(THE TASK): Put the listing lines starting with the line containing "Any visible guitar string — locate and mark." and going on through the line containing "[219,523,332,631]" into a Markdown table with the columns Row and Listing line. Give each line a row number and leave out any blank lines.

[Dataset records]
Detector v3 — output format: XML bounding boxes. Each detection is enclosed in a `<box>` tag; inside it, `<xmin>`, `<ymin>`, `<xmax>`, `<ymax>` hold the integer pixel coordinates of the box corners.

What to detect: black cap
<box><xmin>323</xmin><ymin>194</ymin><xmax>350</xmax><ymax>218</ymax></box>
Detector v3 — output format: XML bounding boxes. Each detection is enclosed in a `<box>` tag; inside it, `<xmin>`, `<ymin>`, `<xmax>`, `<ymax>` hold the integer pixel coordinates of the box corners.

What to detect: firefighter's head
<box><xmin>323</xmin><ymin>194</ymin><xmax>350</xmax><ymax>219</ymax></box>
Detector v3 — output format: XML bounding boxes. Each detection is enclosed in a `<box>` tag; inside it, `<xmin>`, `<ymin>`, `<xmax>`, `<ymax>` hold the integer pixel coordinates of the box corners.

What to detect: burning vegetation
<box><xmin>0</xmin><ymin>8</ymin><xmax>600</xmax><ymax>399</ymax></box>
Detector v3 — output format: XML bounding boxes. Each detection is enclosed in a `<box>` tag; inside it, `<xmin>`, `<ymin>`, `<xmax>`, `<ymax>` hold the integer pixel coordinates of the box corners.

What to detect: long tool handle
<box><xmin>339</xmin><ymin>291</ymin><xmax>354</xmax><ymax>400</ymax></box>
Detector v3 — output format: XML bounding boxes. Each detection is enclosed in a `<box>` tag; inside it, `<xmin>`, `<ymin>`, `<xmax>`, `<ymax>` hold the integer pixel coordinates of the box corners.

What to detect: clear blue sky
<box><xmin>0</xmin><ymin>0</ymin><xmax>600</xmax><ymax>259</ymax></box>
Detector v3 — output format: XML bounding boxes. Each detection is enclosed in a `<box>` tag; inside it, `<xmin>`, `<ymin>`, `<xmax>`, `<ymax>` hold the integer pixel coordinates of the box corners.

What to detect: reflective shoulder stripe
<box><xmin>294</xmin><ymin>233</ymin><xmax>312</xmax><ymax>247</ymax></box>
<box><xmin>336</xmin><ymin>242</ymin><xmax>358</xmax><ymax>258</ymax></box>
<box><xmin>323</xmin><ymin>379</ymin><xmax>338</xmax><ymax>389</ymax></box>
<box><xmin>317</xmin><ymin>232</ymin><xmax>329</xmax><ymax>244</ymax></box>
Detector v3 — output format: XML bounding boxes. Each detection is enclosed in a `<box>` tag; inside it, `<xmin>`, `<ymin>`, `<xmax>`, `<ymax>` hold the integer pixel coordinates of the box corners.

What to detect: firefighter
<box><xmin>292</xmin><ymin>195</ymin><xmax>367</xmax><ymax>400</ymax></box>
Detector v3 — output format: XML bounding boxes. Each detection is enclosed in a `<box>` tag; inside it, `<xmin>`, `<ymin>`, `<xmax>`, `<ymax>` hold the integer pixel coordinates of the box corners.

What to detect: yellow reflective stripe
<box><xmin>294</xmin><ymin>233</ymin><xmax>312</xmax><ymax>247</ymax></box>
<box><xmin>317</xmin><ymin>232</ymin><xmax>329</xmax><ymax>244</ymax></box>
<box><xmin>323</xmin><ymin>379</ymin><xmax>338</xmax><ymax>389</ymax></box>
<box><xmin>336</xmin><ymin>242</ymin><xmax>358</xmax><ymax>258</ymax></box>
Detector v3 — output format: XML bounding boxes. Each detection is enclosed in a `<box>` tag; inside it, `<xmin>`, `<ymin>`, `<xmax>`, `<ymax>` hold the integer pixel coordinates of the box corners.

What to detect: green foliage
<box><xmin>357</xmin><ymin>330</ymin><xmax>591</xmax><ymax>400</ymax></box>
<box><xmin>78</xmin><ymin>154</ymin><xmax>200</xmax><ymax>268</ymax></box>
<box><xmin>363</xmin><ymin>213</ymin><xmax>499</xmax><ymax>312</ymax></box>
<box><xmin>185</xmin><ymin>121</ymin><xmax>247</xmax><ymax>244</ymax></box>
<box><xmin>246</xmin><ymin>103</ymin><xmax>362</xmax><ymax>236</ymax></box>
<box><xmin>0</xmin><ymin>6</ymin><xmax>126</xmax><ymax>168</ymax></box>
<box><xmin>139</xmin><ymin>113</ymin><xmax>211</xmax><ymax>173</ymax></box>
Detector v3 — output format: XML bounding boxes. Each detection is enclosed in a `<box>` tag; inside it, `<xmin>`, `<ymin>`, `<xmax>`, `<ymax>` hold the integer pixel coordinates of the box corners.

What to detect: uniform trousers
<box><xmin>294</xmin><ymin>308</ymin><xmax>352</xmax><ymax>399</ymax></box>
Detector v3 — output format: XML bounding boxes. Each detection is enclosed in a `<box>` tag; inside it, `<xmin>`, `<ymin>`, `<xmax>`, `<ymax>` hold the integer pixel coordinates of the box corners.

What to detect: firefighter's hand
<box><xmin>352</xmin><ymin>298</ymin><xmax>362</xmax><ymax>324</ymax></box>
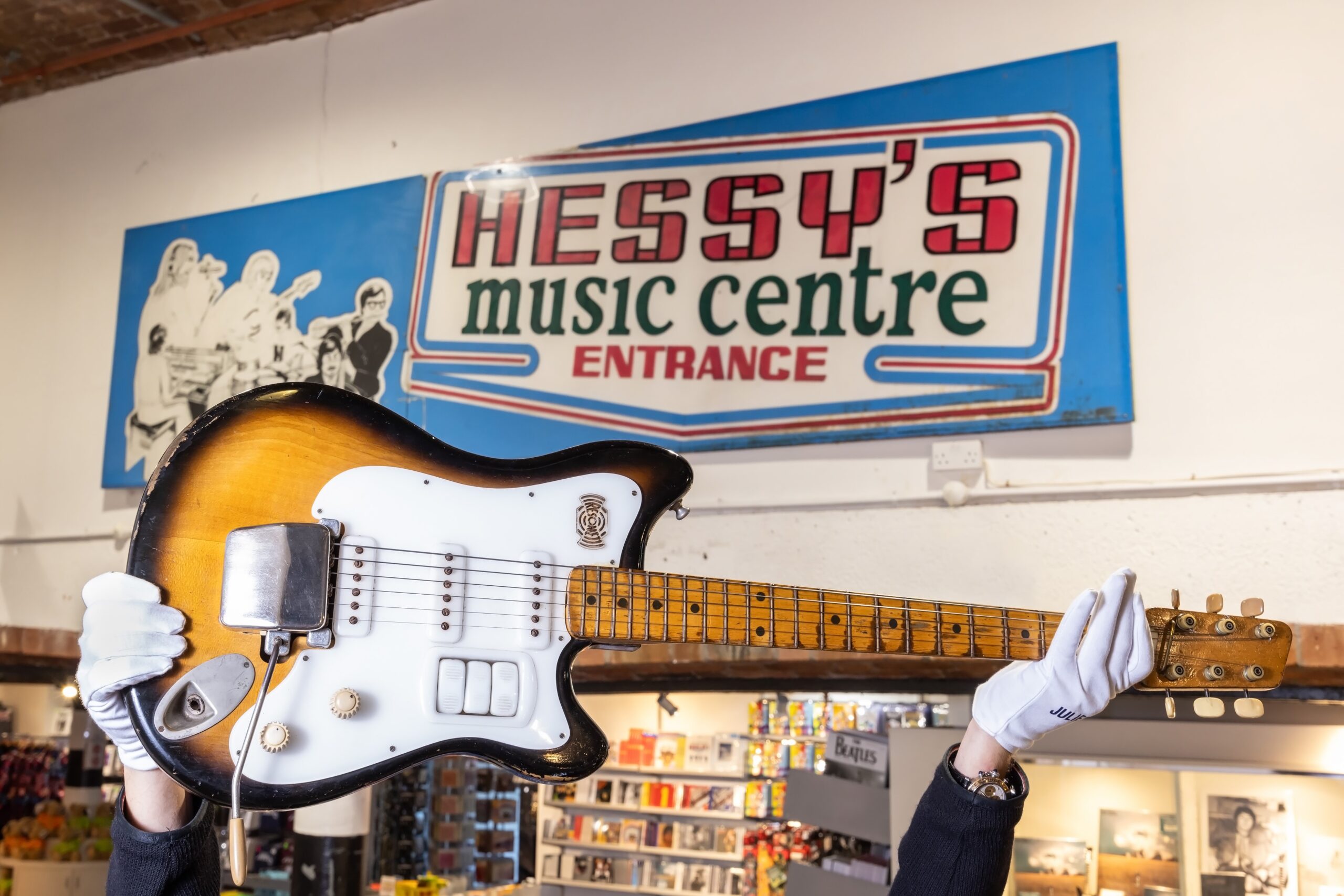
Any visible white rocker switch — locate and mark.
[463,660,490,716]
[438,660,466,716]
[490,662,518,716]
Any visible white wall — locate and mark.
[0,0,1344,627]
[0,684,71,737]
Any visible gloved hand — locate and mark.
[75,572,187,771]
[970,570,1153,752]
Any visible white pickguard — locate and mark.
[228,466,641,785]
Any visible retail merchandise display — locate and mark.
[374,756,519,891]
[0,740,70,824]
[0,799,113,862]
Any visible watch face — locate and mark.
[972,781,1008,799]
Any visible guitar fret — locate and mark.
[793,587,802,648]
[719,579,729,644]
[1000,607,1012,660]
[563,565,1060,661]
[644,572,653,641]
[844,591,854,650]
[872,598,883,653]
[967,606,976,658]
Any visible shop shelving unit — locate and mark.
[536,764,778,896]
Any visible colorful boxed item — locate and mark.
[653,735,686,768]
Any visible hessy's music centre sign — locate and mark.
[407,48,1129,449]
[413,115,1078,438]
[103,44,1133,486]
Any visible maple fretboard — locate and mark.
[566,567,1060,660]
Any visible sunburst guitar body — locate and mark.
[128,384,1290,809]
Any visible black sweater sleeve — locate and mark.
[108,799,219,896]
[891,747,1027,896]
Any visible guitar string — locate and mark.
[336,568,1080,625]
[328,583,1254,666]
[338,566,1086,623]
[328,583,1236,652]
[340,544,1247,637]
[338,570,1210,638]
[314,603,1259,671]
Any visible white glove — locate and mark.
[970,570,1153,752]
[75,572,187,771]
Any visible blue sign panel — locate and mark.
[105,44,1133,483]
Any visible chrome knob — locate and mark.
[1161,662,1185,681]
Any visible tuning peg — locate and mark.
[1233,697,1265,719]
[1195,690,1224,719]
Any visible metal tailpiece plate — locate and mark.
[154,653,257,740]
[219,523,332,631]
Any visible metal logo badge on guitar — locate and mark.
[574,494,606,551]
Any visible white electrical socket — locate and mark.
[933,439,985,471]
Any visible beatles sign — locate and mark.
[105,46,1132,481]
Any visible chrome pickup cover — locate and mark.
[219,521,339,631]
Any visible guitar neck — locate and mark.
[564,567,1060,660]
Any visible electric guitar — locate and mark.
[128,383,1292,815]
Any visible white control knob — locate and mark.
[463,660,490,716]
[258,721,289,752]
[331,688,359,719]
[490,662,518,716]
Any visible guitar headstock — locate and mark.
[1136,591,1293,719]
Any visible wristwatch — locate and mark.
[948,747,1017,800]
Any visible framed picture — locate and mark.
[1200,793,1298,896]
[1012,837,1089,896]
[1097,809,1180,896]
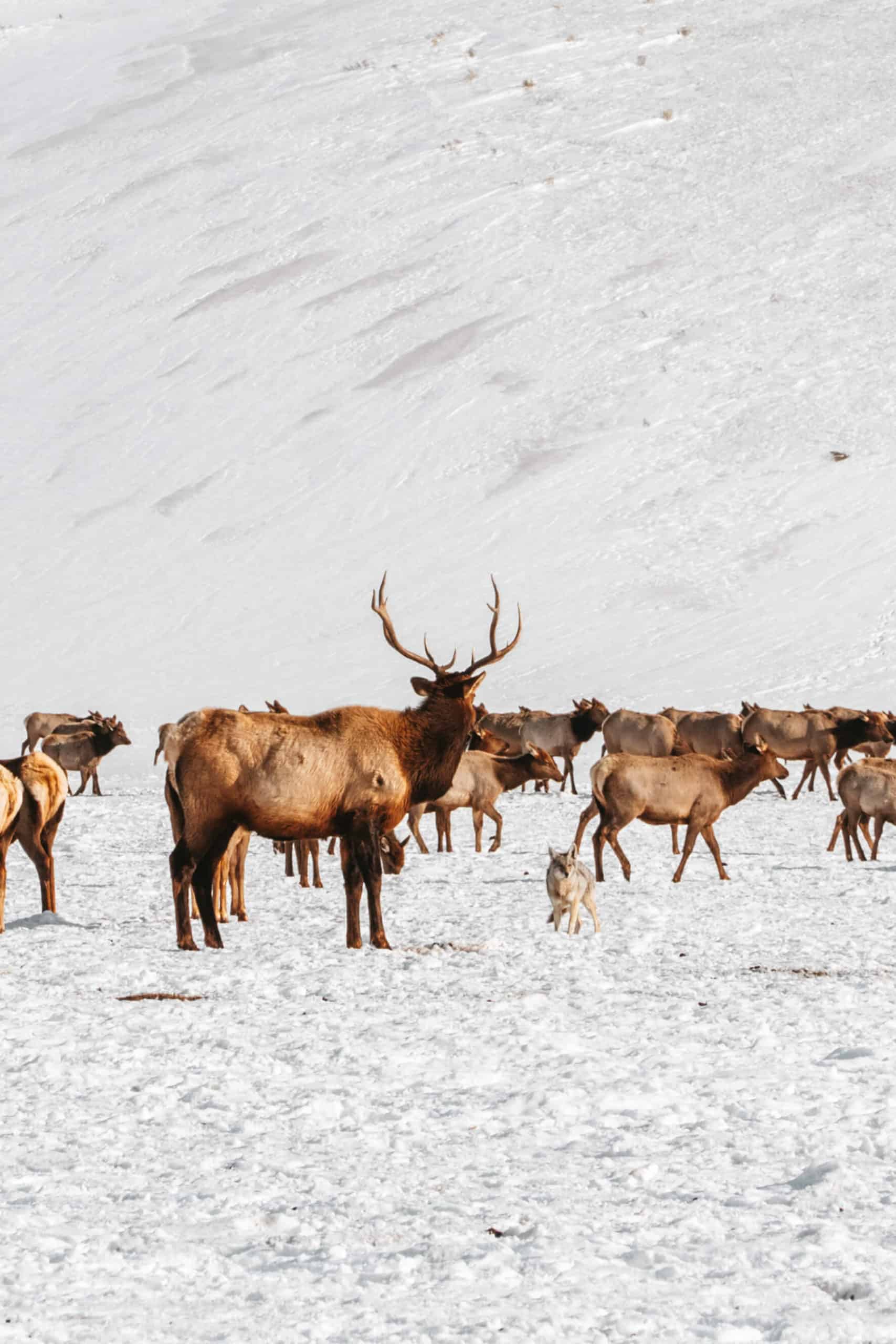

(COMPLETED TASK):
| Row | Listing line |
|---|---|
| 1 | Any visible guitar string — locate and mark. |
| 2 | [336,568,1080,625] |
| 3 | [328,583,1254,666] |
| 4 | [338,566,1086,623] |
| 5 | [328,583,1236,652] |
| 6 | [340,544,1247,637] |
| 7 | [338,570,1210,638] |
| 8 | [314,603,1259,671] |
| 9 | Any visible white glove — locate and mark. |
| 10 | [970,570,1153,752] |
| 11 | [75,572,187,771] |
| 12 | Any visible blue sign panel — locate and mark. |
| 13 | [105,44,1133,483] |
| 14 | Any visible chrome knob — locate and mark. |
| 15 | [1161,662,1185,681] |
| 16 | Any visible tuning peg — locate and mark. |
| 17 | [1233,697,1265,719] |
| 18 | [1195,690,1224,719] |
| 19 | Any visible metal tailpiece plate — locate and mark. |
| 20 | [154,653,257,740] |
| 21 | [219,523,332,631] |